[Provided passage]
------------------------------------------------------------------------
Wednesday, July 28, 2010

Tickled pink

I admit, I was thinking I was having a boy.  From the time I saw the plus sign on the pregnancy test I thought it might be a boy.  I had a name picked out for a boy.  I liked the idea of being the queen in my castle of boys.  I liked the idea of a blue sailboat quilt.  I watched the young men pass the sacrament each week and imagined my little man doing just that in twelve years.

I stayed firm in my belief that a little man was swimming around inside me, but as the pregnancy rolled along my strength began to waver.  Paul was having dreams where the baby was female so I started to look for a girl name.  That turned out more stressful than I thought it would be.  I tried to relax and wait for my ultrasound.  If I was having a boy I wouldn't have to worry anymore.

This morning was the big day.  The nurse asked me to have a seat and she gelled up my tummy.  She asked if we wanted to know the gender and I confirmed that urgently.  She turned on the machine and I saw the first peak at my insides.  A large spongy mass filled the screen.  "That's her placenta!"  Her?  We laughed.  She didn't know what it was yet.  You can't tell by looking at the placenta.  She corrected herself and said it was baby's placenta.  But it was too late.  I knew she was right.  I just knew it was really a girl.

The moment it was confirmed my eyes welled up with tears.  She was so beautiful.  Instant love for her little toes and arms and face filled me and I longed to meet her.  I don't care that I'm not having a boy, because that little girl has me wrapped around her finger.  (I suspect she has Paul wrapped up too.  She's like a spider.)
------------------------------------------------------------------------
[Information provided]

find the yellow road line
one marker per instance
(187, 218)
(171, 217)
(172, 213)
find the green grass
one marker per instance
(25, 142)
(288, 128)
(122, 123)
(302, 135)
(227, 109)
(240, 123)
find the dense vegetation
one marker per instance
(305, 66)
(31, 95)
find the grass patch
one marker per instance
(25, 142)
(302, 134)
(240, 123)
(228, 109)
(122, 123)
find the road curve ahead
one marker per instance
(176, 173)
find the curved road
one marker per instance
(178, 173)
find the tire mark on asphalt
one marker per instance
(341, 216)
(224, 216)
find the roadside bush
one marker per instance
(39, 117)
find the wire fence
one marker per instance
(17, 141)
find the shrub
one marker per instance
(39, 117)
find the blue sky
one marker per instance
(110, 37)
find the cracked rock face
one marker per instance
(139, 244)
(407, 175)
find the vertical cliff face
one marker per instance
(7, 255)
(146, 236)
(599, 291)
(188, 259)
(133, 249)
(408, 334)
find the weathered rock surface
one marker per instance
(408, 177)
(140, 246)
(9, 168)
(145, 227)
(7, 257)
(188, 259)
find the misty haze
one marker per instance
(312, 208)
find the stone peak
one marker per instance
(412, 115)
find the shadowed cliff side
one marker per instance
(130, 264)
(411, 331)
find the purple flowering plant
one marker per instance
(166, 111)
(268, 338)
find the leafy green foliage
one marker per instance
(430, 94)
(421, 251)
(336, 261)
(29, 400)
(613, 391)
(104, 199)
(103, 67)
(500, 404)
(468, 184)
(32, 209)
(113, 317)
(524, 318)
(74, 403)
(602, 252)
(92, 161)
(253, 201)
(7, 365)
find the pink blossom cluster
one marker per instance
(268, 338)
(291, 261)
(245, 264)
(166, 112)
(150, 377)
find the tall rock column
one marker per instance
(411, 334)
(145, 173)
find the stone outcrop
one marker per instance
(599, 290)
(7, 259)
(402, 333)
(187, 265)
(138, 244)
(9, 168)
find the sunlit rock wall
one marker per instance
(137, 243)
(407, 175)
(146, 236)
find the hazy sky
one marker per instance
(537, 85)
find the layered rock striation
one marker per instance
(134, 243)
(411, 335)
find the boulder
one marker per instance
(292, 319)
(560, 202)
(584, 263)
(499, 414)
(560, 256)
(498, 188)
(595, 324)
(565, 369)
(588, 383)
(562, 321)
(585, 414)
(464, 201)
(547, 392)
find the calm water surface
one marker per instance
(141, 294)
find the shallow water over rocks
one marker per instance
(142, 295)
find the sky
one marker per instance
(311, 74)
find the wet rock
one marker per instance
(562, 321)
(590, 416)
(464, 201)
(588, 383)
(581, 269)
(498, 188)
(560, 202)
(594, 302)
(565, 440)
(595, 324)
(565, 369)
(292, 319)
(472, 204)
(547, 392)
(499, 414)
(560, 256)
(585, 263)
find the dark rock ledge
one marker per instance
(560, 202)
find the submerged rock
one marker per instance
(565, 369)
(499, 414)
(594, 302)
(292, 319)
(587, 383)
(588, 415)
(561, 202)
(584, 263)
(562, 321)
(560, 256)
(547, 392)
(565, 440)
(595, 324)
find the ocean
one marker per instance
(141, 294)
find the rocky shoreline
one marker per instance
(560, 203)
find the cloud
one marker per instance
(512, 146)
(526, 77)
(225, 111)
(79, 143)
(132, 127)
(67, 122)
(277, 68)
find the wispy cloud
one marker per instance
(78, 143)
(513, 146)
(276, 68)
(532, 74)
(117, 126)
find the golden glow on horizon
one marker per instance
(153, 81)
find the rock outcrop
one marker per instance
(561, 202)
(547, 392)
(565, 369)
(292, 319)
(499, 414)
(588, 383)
------------------------------------------------------------------------
[Exercise 1] Collect every line of the records that contains the string "cliff", matching case exactly, and copy each one unchanged.
[Exercise 2] Carry on the blog post about learning the baby is a girl, starting right after its final sentence.

[Written answer 1]
find the vertical cliff face
find the shadowed cliff side

[Written answer 2]
Her little foot.

Her little body snuggled up to her placenta.

She's a girl!

Sunday, July 25, 2010

A few little updates

This is the spot where Paul asked me to marry him two years ago today.  Temple Square was chaos filled with high-healed women toting around men in ties, desperate in their attempts to snatch some prime seats for the Mormon Tabernacle Choir concert.  Paul walked me all around in front of the temple searching for a place where we wouldn't be surrounded by people for his big moment.  Just beyond the reflecting pool on a shaded path he got down on one knee and I hugged him and said yes and he picked me up and twirled me around as I'm sure someone stared at the little scene unfolding.

We had the opportunity to go to another Pioneer Day Mormon Tabernacle Choir concert this year, and we decide we should take advantage of the timing.  This could be our last concert for a while.  We strolled along those familiar paths and reminisced holding hands and profusely sweating from the unbearable July heat.  It's strange to think that when the baby arrives we'll no longer be able to spontaneously go to a concert or mission reunion in Salt Lake City.  That's okay with me.  Paul and I aren't spontaneous very often, but I never realized what a luxury that can be in those rare moments.

My baby is quite the little wiggle worm lately.  The movements are getting stronger and more frequent.  The baby especially hates when I lay on my stomach and protests as much as it's tiny space allows.  This morning I was laying on my tummy with my butt slightly propped up in the air so as to not bother the little one.  Paul saw me and said, "Hey, don't squish my baby."  I laughed!  It's his baby now.  I'm glad it's starting to sink in for him that he's going to be a daddy.  I tried to let Paul feel some kicks a couple days ago, but without being able to experience the inside activity, feeling the outside manifestations is still a challenge.  Soon, hopefully, he'll get the opportunity.

Yesterday a little surprise arrived!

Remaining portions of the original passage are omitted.